=== Task input ===
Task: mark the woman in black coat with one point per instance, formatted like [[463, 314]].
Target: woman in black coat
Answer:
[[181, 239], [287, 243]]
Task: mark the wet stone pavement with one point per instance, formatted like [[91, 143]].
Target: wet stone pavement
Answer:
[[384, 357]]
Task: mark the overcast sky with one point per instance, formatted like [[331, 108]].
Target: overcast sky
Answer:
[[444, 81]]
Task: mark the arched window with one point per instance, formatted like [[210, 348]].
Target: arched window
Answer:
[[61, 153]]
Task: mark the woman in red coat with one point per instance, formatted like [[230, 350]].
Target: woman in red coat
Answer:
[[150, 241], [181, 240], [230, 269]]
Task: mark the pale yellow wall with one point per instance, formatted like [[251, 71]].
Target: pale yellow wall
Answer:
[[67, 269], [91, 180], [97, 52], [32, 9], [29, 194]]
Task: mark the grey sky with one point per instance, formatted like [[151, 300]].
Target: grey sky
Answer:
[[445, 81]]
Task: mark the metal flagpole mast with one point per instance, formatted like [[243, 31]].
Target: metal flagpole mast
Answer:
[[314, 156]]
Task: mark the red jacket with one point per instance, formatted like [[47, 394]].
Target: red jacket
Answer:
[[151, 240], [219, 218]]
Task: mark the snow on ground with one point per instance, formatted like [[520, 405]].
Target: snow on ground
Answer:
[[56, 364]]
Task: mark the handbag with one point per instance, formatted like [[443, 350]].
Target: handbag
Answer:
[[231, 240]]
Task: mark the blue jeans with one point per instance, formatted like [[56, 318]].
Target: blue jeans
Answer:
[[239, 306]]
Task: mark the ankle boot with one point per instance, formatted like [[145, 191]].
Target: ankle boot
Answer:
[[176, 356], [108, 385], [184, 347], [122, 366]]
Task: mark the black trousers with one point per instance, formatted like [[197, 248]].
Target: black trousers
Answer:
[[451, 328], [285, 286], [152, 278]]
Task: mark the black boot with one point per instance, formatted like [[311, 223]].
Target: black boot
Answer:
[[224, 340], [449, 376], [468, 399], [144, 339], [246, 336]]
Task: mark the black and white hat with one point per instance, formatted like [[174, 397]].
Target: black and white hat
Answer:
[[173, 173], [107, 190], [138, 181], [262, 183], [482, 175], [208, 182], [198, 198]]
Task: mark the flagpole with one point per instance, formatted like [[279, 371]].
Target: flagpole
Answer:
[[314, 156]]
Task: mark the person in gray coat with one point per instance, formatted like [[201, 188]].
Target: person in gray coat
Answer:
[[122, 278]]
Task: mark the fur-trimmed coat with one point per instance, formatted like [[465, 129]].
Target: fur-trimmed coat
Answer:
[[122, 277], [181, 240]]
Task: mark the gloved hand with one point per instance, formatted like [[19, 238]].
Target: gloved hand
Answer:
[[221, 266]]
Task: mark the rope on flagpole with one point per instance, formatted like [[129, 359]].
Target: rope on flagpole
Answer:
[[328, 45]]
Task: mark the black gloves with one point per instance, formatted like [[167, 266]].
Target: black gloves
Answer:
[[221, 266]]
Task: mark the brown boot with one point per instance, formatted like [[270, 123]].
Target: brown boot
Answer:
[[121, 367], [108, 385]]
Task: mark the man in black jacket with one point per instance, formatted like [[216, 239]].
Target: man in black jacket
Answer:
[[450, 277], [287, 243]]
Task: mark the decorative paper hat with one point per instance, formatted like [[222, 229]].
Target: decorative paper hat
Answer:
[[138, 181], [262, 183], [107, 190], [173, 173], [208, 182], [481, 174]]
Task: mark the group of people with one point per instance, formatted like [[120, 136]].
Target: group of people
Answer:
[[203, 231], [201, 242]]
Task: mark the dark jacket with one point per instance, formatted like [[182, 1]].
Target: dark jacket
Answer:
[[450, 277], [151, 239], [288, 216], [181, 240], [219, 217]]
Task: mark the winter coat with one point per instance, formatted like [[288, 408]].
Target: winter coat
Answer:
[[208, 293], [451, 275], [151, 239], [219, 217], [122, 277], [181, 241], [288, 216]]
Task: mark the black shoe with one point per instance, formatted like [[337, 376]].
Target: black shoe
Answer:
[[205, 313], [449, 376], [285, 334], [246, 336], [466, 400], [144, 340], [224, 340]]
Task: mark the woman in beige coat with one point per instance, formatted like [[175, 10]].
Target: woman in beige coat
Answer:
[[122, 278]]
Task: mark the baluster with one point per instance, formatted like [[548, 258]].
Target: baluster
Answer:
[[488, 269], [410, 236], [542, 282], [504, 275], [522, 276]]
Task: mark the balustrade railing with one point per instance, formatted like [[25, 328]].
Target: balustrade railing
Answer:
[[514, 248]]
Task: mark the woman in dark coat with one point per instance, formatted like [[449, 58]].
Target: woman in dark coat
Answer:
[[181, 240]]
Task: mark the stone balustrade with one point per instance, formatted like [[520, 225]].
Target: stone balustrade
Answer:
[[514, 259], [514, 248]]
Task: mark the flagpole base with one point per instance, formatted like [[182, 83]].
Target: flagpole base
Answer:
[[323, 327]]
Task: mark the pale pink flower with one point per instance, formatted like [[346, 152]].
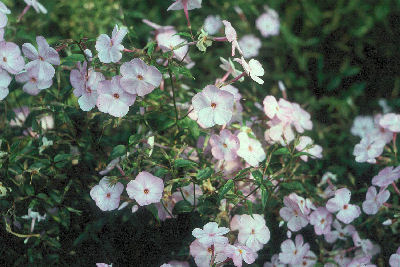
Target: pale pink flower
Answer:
[[212, 24], [239, 253], [10, 57], [213, 106], [113, 99], [368, 149], [250, 149], [39, 8], [250, 45], [211, 234], [139, 78], [292, 214], [85, 83], [391, 122], [253, 69], [202, 253], [145, 189], [253, 232], [43, 58], [107, 196], [5, 80], [386, 176], [347, 212], [340, 232], [394, 260], [224, 146], [268, 23], [322, 220], [110, 49], [33, 84], [231, 35], [374, 201], [293, 253]]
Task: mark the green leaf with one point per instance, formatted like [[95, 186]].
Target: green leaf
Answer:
[[226, 188]]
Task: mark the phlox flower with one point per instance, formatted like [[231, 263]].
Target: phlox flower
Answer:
[[212, 24], [145, 189], [224, 146], [43, 58], [231, 35], [306, 145], [253, 232], [292, 214], [202, 253], [85, 82], [10, 57], [32, 82], [107, 196], [239, 253], [394, 260], [253, 69], [109, 49], [250, 149], [139, 78], [268, 23], [390, 122], [113, 99], [340, 232], [250, 45], [322, 220], [375, 200], [39, 8], [213, 106], [362, 125], [293, 252], [386, 176], [368, 149], [5, 80], [347, 212], [211, 234]]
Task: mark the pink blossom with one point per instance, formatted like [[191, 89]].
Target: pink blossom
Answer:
[[86, 83], [292, 214], [42, 59], [394, 260], [10, 57], [390, 122], [347, 212], [250, 149], [202, 253], [386, 176], [145, 189], [113, 99], [5, 81], [250, 45], [139, 78], [211, 234], [239, 253], [110, 49], [374, 201], [213, 106], [253, 232], [33, 84], [268, 23], [293, 253], [224, 146], [340, 232], [322, 220], [107, 196], [231, 35], [253, 69]]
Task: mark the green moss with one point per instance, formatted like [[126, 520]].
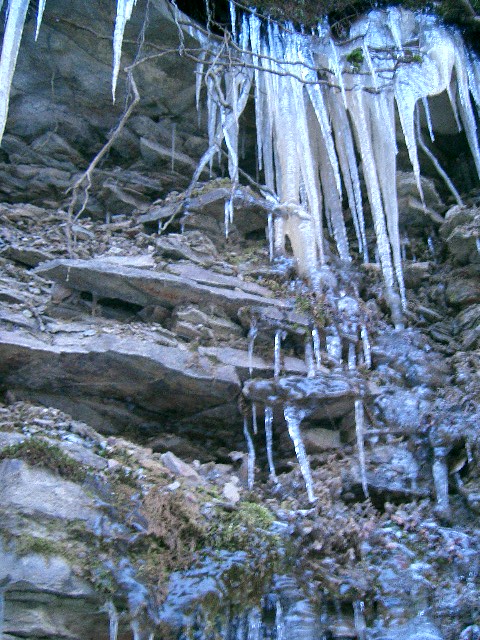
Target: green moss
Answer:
[[246, 529], [27, 544], [38, 453]]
===
## [Instructions to follow]
In the data above, find the line containing "Target: green leaf", then output it and every later line exactly, without the pictures.

## [Result for this task]
Target: green leaf
Answer:
[[226, 188]]
Task: mark the phlox flower with one point per instance, formatted like [[231, 263]].
Target: phlox flower
Answer:
[[212, 24], [145, 189], [224, 146], [43, 58], [231, 35], [306, 145], [253, 232], [292, 214], [202, 253], [85, 82], [10, 57], [32, 82], [107, 196], [239, 253], [394, 260], [253, 69], [109, 49], [250, 149], [139, 78], [268, 23], [390, 122], [113, 99], [340, 232], [250, 45], [322, 220], [375, 200], [39, 8], [213, 106], [362, 125], [293, 252], [386, 176], [368, 149], [5, 80], [347, 212], [211, 234]]
Task: mark the pink blossom with one point per instance, formatted like [[191, 89]].
Target: pink blossom
Answer:
[[86, 83], [292, 214], [42, 59], [394, 260], [10, 57], [390, 122], [347, 212], [250, 149], [202, 253], [386, 176], [145, 189], [113, 99], [5, 81], [250, 45], [139, 78], [211, 234], [239, 253], [110, 49], [374, 201], [213, 106], [253, 232], [33, 84], [268, 23], [293, 253], [224, 146], [340, 232], [322, 220], [107, 196], [231, 35], [253, 69]]
Task: mark the green moss with one point per instance, formatted like [[126, 520]].
Target: green moss
Answer:
[[246, 529], [27, 544], [38, 453]]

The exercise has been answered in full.